(Information shown)

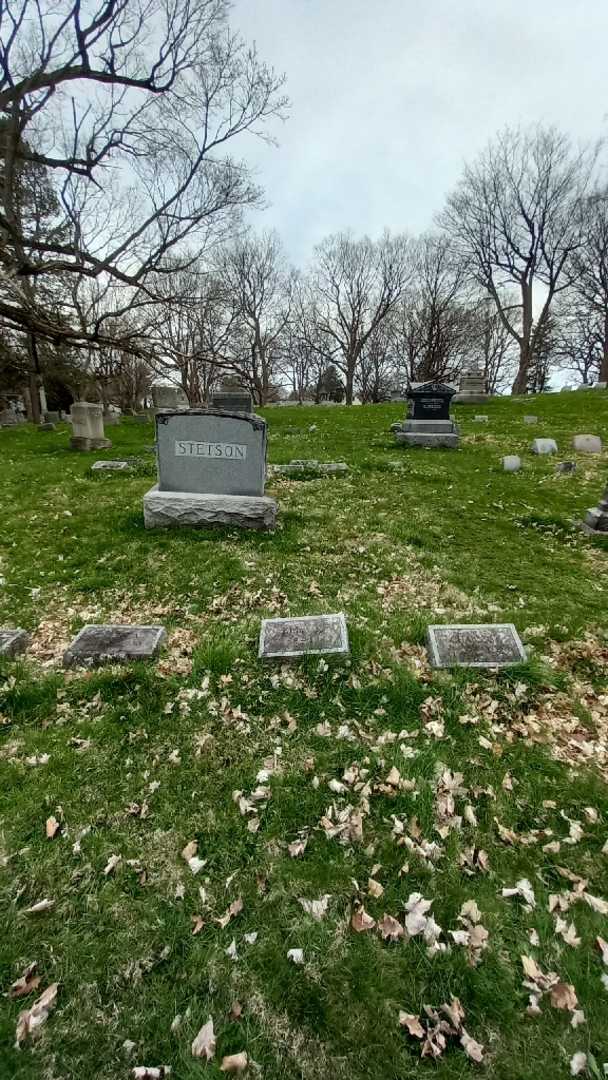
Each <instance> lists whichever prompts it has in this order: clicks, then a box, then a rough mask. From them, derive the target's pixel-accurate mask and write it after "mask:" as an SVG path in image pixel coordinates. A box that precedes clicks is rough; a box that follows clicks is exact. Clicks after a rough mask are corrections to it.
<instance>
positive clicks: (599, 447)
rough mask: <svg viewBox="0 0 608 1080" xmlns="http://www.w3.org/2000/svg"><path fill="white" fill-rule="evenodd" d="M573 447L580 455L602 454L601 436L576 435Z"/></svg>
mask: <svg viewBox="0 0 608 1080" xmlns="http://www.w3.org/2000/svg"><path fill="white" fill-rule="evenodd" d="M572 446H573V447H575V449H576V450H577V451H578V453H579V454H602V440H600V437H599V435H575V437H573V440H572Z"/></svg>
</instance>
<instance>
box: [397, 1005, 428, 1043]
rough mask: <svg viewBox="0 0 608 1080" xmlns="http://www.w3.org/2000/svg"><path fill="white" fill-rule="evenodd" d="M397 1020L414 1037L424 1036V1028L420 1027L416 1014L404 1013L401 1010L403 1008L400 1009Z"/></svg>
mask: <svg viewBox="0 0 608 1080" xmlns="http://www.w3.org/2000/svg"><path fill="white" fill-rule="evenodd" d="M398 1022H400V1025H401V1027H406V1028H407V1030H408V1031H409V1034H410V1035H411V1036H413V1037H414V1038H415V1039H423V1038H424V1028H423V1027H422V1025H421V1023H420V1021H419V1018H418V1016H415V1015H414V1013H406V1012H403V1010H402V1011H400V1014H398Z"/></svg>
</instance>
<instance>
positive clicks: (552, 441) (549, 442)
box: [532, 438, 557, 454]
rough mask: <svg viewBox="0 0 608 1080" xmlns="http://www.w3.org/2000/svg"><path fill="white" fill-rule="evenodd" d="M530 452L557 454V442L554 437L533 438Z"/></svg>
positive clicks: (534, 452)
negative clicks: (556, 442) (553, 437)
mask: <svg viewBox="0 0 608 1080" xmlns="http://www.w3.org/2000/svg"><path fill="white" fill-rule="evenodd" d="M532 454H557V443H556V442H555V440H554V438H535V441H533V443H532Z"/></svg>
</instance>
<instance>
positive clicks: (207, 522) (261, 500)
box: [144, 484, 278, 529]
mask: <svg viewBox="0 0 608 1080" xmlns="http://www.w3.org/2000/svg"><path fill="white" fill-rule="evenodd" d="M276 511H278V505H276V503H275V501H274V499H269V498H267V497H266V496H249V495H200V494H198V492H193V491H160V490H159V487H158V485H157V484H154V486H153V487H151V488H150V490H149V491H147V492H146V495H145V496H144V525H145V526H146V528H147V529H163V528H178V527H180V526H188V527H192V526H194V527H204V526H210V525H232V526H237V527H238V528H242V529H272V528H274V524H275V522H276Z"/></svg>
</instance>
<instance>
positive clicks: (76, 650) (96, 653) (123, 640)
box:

(End Information shown)

▶ **Task description**
Quote the records word for word from their beginning through the line that contains "positive clicks: (534, 452)", and include that line. Leave out the pictures.

▶ **Task solution**
Each <instance> lists whichever prompts it has in this order: clicks, then a box, then a rough mask. From them, derive the target's pixel-accurate mask and write it after "mask:" as an SVG path in image pixel coordinates. A box that precedes clicks is rough; a box that follows clicks is exact. Clicks after a rough mask are corrections to it.
<instance>
positive clicks: (599, 447)
rough mask: <svg viewBox="0 0 608 1080" xmlns="http://www.w3.org/2000/svg"><path fill="white" fill-rule="evenodd" d="M573 447L580 455L602 454L601 436L576 435Z"/></svg>
mask: <svg viewBox="0 0 608 1080" xmlns="http://www.w3.org/2000/svg"><path fill="white" fill-rule="evenodd" d="M572 446H573V447H575V449H576V450H577V451H578V453H579V454H602V440H600V437H599V435H575V437H573V440H572Z"/></svg>
</instance>
<instance>
box: [397, 1005, 428, 1043]
rough mask: <svg viewBox="0 0 608 1080" xmlns="http://www.w3.org/2000/svg"><path fill="white" fill-rule="evenodd" d="M397 1020L414 1037L424 1036V1028L420 1027L416 1014L404 1013L401 1010L403 1008L400 1009Z"/></svg>
mask: <svg viewBox="0 0 608 1080" xmlns="http://www.w3.org/2000/svg"><path fill="white" fill-rule="evenodd" d="M398 1022H400V1025H401V1027H406V1028H407V1030H408V1031H409V1034H410V1035H411V1036H413V1037H414V1038H415V1039H423V1038H424V1028H423V1027H422V1025H421V1023H420V1021H419V1018H418V1016H415V1015H414V1013H406V1012H403V1010H402V1011H400V1014H398Z"/></svg>
</instance>
<instance>
positive clicks: (552, 441) (549, 442)
box: [532, 438, 557, 454]
rough mask: <svg viewBox="0 0 608 1080" xmlns="http://www.w3.org/2000/svg"><path fill="white" fill-rule="evenodd" d="M530 452L557 454V442L554 437L533 438Z"/></svg>
positive clicks: (534, 452)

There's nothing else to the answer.